Excerpts from a detection dataset:
## BEGIN

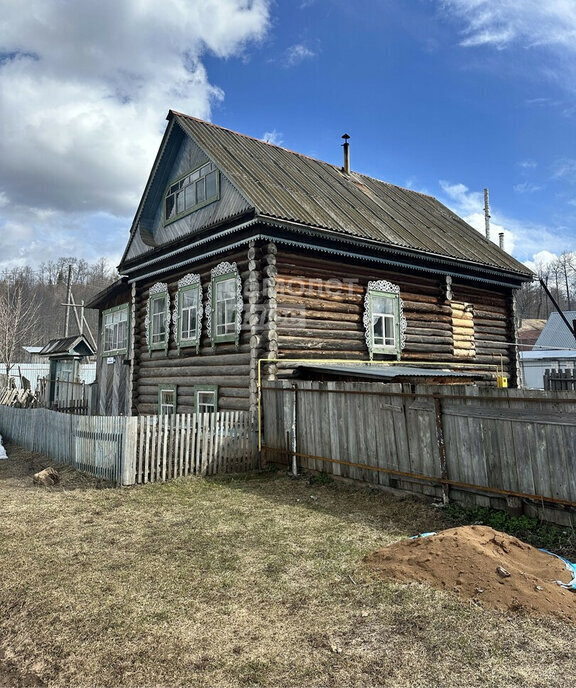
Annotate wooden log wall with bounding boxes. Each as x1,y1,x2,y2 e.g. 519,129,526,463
95,288,132,416
133,246,254,415
276,247,513,370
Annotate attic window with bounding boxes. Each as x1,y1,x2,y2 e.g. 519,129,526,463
164,162,220,223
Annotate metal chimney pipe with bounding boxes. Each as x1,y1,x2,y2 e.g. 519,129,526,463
342,134,350,174
484,189,492,242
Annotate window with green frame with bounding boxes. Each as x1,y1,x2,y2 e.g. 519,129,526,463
158,385,177,416
102,303,129,356
364,280,406,358
173,274,203,350
164,162,220,224
208,263,243,344
194,385,218,413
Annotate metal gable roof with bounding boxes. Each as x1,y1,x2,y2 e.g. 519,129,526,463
174,112,532,279
534,311,576,349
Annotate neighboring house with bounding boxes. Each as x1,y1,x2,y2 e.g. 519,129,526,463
89,111,532,414
518,318,546,351
520,311,576,389
534,311,576,350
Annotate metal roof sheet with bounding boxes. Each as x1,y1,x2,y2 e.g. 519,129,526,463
534,311,576,349
40,335,94,356
171,112,532,279
298,363,486,380
520,349,576,361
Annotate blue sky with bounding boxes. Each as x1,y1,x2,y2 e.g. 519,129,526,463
0,0,576,269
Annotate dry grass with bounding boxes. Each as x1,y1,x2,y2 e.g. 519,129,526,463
0,446,576,688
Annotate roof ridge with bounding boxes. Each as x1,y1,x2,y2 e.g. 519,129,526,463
166,110,348,176
171,110,435,199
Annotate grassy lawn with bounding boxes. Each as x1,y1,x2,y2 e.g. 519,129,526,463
0,445,576,688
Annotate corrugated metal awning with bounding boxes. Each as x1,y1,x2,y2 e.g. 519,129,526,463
296,363,491,382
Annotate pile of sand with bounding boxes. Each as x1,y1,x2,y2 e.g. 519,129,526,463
365,526,576,621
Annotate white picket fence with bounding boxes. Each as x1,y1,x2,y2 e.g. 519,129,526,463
0,406,257,485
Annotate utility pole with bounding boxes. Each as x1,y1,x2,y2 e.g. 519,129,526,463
64,265,72,337
484,189,490,239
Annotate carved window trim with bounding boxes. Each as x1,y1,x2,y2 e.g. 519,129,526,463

## END

EXERCISE GOAL: Return every one of the records above word for word, without the pictures.

THE RESPONSE:
Annotate wooden log wall with bounding boxes. Each as x1,y1,x2,y2 e.g. 519,129,526,463
95,288,132,416
133,246,254,415
276,247,513,370
Annotate attic window with bounding boxes. Each as x1,y1,x2,y2 e.g. 519,129,526,463
164,162,220,223
Annotate metal chimney pipe with bounding boxes. Each as x1,y1,x2,y2 e.g. 519,129,526,463
342,134,350,174
484,189,492,242
Annotate window with green frame with bounding boxes. Each as x1,y1,x2,y2 e.g. 519,129,526,463
158,385,177,416
102,303,129,356
364,280,406,358
173,274,203,350
164,162,220,224
208,263,243,344
194,385,218,413
Annotate metal gable roof with bounding boxes. Each as x1,y1,x2,y2 e.g. 519,129,526,463
174,112,532,279
534,311,576,349
Annotate neighboring house with bounding boxes. Each as x1,y1,x2,y2 e.g. 519,129,526,463
89,111,532,414
518,318,546,351
520,311,576,389
534,311,576,350
Annotate metal roof sheet with bounding boxes. Each as x1,y1,x2,y2 e.g. 519,129,526,463
534,311,576,349
40,335,94,356
171,112,532,279
298,363,486,380
520,349,576,361
Annotate blue sky with bounding boxes. Each as x1,y1,x2,y2 e.g. 519,129,526,463
0,0,576,269
Annotate dry grass with bounding boxes. Each as x1,y1,x2,y2 e.g. 519,129,526,463
0,446,576,688
Annotate roof ridge with bounding boxes. Each as x1,y1,x2,y2 e.g. 519,129,526,463
166,110,348,176
171,110,435,199
Annotate grassy lawn with bounding boxes. Each as x1,y1,x2,y2 e.g. 519,129,526,463
0,445,576,688
Annotate corrugated metal awning with bounding boxes. Each as x1,y1,x2,y2 e.g. 519,129,526,463
296,363,491,382
Annotate pile of sand with bounding boxes. Each as x1,y1,x2,y2 e.g. 519,129,526,463
365,526,576,621
Annotate white picket fence with bounding boxes. Each as x1,y1,x2,y2 e.g. 519,129,526,463
0,406,257,485
Annotate utility pole with bounding boxes. Each as x1,y1,x2,y2 e.g. 519,129,526,463
64,265,72,337
484,189,490,239
Annotate carved window trim with bounding boxes. Each as x1,y1,x2,y2 e.g. 519,129,526,463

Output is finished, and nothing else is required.